━━ Dataset entries ━━

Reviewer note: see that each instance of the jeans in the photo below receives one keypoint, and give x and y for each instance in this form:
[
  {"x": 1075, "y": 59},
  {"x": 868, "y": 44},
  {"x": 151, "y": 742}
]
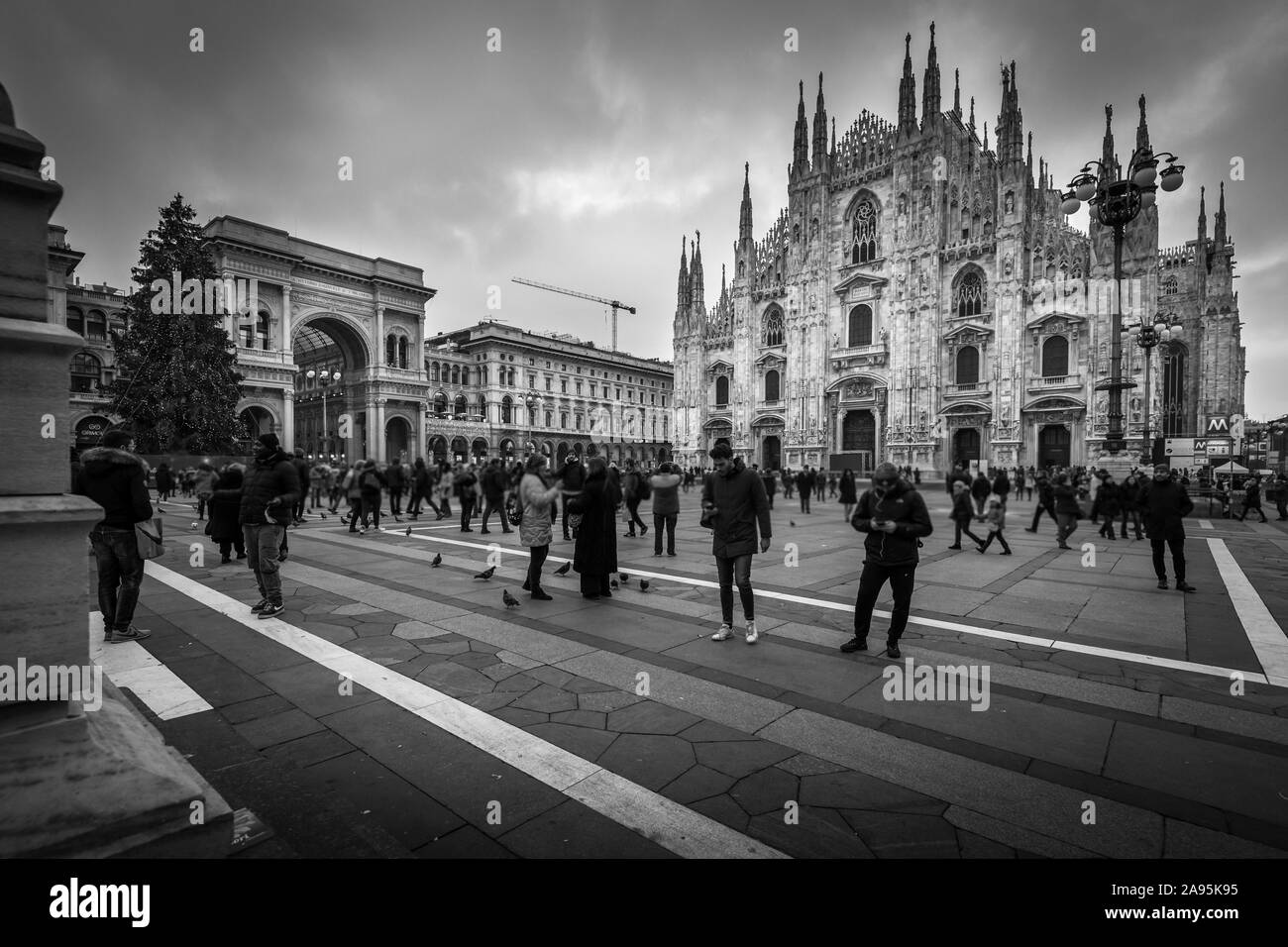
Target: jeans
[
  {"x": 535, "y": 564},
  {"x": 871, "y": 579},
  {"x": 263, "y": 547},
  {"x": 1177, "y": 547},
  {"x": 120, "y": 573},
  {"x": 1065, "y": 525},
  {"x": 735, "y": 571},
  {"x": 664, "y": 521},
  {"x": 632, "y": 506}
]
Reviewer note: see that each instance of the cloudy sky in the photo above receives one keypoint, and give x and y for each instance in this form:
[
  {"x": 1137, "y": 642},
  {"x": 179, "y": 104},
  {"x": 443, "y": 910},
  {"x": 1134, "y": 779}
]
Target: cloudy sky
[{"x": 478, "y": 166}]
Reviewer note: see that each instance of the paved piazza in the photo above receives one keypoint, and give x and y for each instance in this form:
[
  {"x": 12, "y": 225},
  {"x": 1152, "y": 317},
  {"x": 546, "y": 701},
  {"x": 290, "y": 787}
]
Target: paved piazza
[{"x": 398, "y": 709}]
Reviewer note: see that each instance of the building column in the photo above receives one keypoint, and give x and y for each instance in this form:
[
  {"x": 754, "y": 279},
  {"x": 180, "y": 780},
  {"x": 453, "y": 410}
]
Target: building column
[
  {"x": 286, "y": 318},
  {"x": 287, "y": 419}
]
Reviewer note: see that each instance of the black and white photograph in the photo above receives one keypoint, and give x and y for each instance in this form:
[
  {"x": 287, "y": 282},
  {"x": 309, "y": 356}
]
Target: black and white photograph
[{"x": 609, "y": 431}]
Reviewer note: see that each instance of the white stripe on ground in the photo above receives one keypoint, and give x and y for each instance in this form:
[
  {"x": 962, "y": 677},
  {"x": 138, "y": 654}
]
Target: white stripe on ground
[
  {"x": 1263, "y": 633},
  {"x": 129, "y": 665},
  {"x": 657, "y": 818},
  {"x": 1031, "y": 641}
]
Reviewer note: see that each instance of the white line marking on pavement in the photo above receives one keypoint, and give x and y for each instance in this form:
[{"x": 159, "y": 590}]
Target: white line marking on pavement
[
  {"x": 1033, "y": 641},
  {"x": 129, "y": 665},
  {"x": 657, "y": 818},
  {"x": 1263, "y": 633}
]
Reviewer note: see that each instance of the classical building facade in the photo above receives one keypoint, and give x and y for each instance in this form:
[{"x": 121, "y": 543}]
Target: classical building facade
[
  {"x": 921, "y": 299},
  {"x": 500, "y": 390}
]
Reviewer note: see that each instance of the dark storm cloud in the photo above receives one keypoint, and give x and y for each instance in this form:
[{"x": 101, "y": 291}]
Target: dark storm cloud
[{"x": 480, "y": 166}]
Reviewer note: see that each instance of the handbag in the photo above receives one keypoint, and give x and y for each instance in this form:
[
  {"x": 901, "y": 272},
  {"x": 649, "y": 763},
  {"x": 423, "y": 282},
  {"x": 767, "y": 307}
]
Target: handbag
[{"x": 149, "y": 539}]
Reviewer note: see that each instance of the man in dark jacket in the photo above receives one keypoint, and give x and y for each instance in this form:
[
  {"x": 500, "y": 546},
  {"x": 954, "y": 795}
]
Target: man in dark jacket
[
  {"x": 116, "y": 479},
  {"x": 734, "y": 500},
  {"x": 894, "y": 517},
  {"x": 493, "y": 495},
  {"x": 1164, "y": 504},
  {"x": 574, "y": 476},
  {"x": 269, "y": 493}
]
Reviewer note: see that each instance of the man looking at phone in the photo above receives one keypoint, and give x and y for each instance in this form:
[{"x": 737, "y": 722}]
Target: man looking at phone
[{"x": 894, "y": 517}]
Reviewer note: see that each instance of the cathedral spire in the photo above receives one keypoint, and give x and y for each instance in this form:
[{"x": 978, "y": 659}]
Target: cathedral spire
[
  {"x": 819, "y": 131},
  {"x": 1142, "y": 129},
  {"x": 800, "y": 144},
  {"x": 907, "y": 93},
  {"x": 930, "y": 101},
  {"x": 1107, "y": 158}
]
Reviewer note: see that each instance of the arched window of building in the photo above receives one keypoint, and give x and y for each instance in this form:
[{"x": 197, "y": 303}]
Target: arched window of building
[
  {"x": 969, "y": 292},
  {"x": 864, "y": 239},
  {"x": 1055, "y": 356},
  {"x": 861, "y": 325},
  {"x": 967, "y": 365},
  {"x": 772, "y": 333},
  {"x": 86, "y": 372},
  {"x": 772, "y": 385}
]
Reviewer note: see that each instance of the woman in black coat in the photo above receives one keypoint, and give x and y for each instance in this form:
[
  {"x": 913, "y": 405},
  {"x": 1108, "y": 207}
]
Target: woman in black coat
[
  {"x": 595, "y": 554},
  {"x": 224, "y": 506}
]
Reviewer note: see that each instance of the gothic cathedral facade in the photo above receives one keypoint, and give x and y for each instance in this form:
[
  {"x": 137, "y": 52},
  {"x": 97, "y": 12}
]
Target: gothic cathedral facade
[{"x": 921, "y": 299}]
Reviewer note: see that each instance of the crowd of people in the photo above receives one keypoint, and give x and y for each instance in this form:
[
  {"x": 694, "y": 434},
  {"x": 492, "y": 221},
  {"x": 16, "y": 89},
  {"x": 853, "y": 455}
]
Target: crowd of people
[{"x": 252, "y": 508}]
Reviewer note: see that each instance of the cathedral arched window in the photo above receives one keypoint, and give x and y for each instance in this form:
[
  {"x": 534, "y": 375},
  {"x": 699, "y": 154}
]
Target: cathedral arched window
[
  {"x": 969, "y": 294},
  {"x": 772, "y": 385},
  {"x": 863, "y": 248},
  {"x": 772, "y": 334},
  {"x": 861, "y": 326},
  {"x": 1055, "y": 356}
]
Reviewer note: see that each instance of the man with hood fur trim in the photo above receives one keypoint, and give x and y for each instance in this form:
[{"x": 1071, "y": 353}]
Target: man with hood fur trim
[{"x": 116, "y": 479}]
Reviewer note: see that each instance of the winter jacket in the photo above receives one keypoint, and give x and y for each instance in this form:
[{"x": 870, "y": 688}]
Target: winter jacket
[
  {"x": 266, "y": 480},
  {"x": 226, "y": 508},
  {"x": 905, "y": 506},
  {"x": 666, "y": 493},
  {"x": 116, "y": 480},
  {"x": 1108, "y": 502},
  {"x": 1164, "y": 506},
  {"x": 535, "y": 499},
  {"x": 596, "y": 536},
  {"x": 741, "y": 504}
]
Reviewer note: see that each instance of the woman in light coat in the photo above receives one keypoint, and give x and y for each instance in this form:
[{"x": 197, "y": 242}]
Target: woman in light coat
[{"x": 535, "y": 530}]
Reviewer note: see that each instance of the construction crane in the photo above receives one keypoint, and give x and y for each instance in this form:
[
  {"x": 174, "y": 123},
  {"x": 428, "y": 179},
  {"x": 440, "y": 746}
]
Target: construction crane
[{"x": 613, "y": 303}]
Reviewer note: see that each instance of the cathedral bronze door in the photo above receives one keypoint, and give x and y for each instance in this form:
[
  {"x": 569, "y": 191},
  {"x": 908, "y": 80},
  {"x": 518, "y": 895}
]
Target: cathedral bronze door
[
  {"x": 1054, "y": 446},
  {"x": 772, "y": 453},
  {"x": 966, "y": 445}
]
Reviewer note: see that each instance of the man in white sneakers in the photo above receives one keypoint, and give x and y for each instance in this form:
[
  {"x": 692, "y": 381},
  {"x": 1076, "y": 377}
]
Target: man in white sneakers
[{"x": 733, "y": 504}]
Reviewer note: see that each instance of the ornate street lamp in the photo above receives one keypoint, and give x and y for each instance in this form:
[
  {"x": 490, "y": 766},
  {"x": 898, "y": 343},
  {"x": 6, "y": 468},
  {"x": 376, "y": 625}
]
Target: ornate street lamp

━━━

> [Task instructions] Output exactly the lines above, from the one holding "Reviewer note: see that each instance of the man in white" through the end of the data, including the first and last.

> [Task solution]
Reviewer note: see that each instance of the man in white sneakers in the photo above receives one keypoint, and give x and y for each instance in this form:
[
  {"x": 692, "y": 381},
  {"x": 1076, "y": 377}
]
Target: man in white sneakers
[{"x": 733, "y": 504}]
Reviewer note: see that each instance of the ornate street lamp in the photo above receives one keypoint, and give x and y for each instance in this form:
[
  {"x": 490, "y": 766},
  {"x": 898, "y": 343},
  {"x": 6, "y": 468},
  {"x": 376, "y": 625}
]
Target: ornate street lamp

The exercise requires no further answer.